---- TEXT PASSAGE
Compounding is magic. Look for it everywhere. Exponential curves are the key to wealth generation. A medium-sized business that grows 50% in value every year becomes huge in a very short amount of time. Few businesses in the world have true network effects and extreme scalability. But with technology, more and more will. It's worth a lot of effort to find them and create them.

You may find similar figures in many places, including one of my favorite book:

drawing

This pattern is observable across different life choices, from investing to career paths. A foundational knowledge of finance and initial investments can yield more than inaction. However, a deep dive into the complexities of financial news, technical stock analysis, and day trading with options doesn't universally increase success chances, regardless of the few who succeed.

In career terms, "leveraged" positions, like those of authors, YouTubers, or tech startup entrepreneurs, are sold on the premise of high potential. Yet, these fields are often winner-take-all arenas, leading to a highly fat-tailed income distribution (80–20 Pareto distribution or even more extreme) with more obscured failures than visible successes. Starting these careers as a side hustle can be a window to their potential, but fully committing (getting further on the x-axis) doesn't guarantee the high rewards often promised.

Rob Copeland's recent book "The Fund: Ray Dalio, Bridgewater Associates, and the Unraveling of a Wall Street Legend" mentioned Ray Dalio's attempt to use personality tests to predict success at Bridgewater Associates. The tests reveal a curious pattern: many employees share similar traits with Dalio himself, a typical outcome of using thin-tailed variables to forecast fat-tailed ones. The "solution" was to craft an ever-growing list of principles, a set of rules to live and work by. Yet even with over 200 principles in play did not translate into exponential performance gains, i.e. as successful as Dailo himself.


  1. Both curves are exponential curves fitted by OLS: $\log(y) = \alpha + \beta x$.
--------
---- RECORDS SHOWN
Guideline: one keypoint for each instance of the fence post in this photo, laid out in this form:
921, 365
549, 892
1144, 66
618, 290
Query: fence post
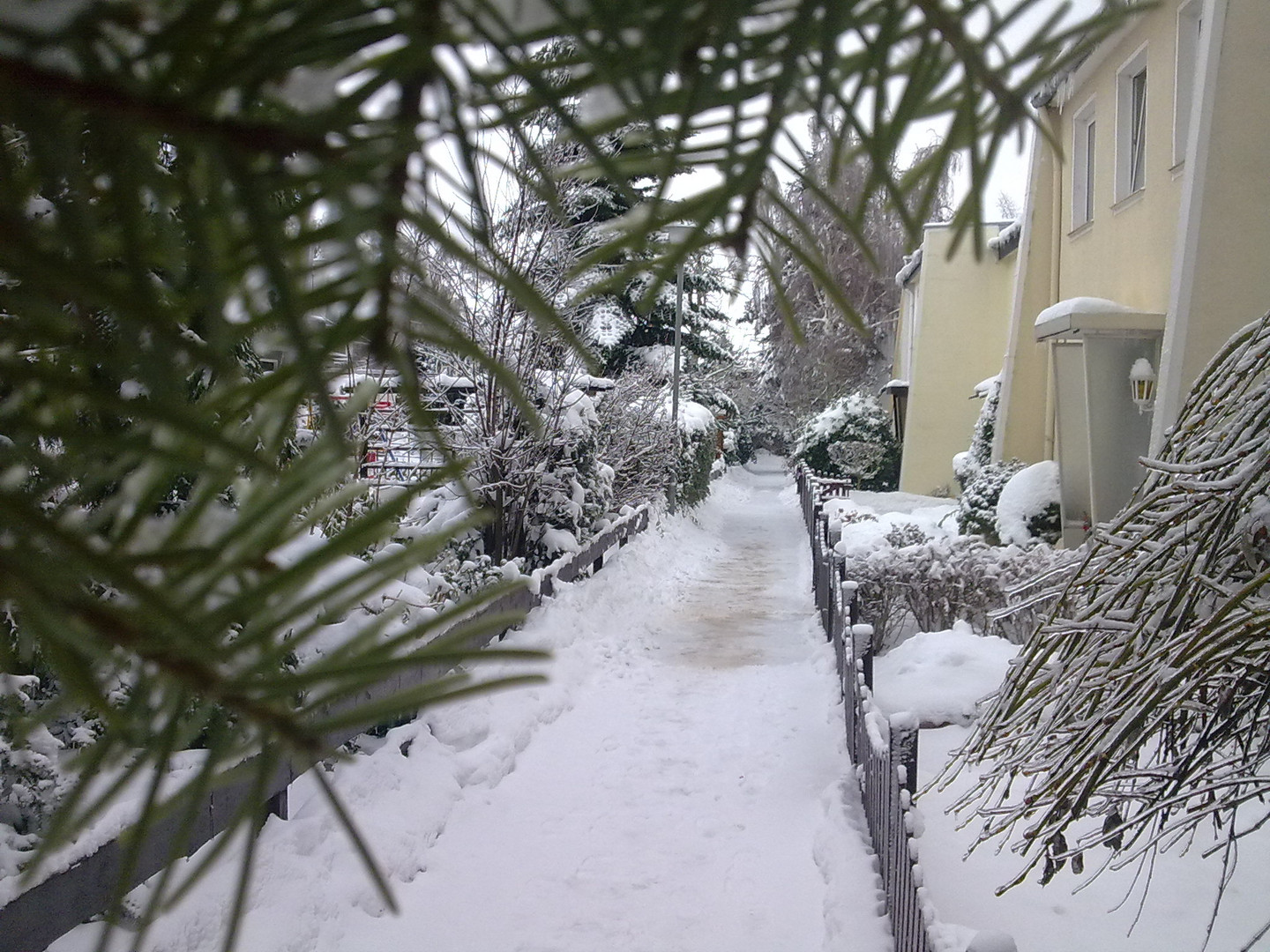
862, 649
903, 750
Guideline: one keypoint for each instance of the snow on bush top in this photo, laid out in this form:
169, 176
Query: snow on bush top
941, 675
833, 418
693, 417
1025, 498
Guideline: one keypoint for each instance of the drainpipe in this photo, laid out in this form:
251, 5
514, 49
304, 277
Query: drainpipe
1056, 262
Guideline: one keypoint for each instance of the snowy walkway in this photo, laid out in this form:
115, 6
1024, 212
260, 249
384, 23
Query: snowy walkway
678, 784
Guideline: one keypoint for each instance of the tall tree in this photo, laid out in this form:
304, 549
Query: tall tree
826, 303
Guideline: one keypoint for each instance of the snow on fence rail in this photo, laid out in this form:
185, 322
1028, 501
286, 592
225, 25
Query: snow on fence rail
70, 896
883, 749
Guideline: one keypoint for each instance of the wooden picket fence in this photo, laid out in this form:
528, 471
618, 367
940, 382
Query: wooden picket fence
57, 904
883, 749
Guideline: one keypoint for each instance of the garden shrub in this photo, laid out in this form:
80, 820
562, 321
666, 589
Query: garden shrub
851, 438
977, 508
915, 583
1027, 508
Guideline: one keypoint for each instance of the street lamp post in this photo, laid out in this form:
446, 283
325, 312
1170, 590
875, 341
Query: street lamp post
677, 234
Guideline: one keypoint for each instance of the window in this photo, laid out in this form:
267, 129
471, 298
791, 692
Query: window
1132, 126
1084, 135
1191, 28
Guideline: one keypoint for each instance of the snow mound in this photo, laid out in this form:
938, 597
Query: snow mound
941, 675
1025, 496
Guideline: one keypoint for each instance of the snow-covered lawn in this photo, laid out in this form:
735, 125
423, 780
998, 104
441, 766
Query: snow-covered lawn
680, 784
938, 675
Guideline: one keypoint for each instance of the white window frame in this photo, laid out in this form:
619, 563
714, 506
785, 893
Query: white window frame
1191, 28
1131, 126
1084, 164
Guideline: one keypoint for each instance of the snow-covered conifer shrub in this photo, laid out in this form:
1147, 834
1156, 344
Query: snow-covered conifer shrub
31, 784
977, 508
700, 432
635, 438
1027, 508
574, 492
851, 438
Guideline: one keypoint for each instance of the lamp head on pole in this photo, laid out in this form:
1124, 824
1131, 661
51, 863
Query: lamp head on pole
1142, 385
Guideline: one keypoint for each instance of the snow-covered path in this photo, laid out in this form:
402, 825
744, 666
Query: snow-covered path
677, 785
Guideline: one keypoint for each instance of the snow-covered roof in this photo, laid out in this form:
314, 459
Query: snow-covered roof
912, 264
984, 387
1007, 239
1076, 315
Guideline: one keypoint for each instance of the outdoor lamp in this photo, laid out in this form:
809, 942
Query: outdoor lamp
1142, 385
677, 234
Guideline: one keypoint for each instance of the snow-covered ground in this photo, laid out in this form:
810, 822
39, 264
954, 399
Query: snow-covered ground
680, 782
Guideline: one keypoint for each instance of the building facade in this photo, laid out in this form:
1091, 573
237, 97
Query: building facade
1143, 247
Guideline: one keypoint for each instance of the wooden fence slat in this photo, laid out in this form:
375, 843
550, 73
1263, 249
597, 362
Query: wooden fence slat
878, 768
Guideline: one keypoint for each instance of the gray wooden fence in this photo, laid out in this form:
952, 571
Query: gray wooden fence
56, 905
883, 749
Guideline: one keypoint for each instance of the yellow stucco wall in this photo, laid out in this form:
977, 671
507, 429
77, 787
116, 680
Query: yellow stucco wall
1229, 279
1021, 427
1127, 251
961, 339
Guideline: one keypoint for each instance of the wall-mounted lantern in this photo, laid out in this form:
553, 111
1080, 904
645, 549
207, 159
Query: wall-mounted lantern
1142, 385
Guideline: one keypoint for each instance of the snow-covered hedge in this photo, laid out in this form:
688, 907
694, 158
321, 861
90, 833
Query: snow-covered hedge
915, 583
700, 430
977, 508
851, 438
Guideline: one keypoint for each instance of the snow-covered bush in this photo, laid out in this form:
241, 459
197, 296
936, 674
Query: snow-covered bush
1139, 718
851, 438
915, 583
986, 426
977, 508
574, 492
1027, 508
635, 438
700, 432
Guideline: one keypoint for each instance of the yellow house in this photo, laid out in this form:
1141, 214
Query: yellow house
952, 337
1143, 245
--------
WORK INSTRUCTIONS
1. In the passage on compounding, reproduce word for word the part starting with "Rob Copeland's recent" and going on through "as Dailo himself.".
2. Present as a numbered list, skipping blank lines, the lines of the records starting with the line with "Guideline: one keypoint for each instance of the yellow house" and going on through the last line of the records.
The records have nothing to do with the text.

TASK-BY-TASK ANSWERS
1.
Rob Copeland's recent book "The Fund: Ray Dalio, Bridgewater Associates, and the Unraveling of a Wall Street Legend" mentioned Ray Dalio's attempt to use personality tests to predict success at Bridgewater Associates. The tests reveal a curious pattern: many employees share similar traits with Dalio himself, a typical outcome of using thin-tailed variables to forecast fat-tailed ones. The "solution" was to craft an ever-growing list of principles, a set of rules to live and work by. Yet even with over 200 principles in play did not translate into exponential performance gains, i.e. as successful as Dailo himself.

2.
1. Guideline: one keypoint for each instance of the yellow house in this photo, laid out in this form:
2. 1141, 214
3. Query: yellow house
4. 952, 337
5. 1143, 245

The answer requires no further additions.